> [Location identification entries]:
_ _ _
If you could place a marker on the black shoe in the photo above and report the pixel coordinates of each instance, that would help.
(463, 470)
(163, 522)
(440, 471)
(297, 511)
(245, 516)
_ _ _
> [Instructions to follow]:
Copy out every line of the rows above, requests included. Scale each coordinate in the answers by 1.6 and round it to a whole number, rounding halves up.

> [Output for this exercise]:
If you could place a marker on the black shoe in the photo above and report the pixel coordinates of each instance, that would help.
(741, 752)
(261, 835)
(704, 754)
(475, 818)
(392, 826)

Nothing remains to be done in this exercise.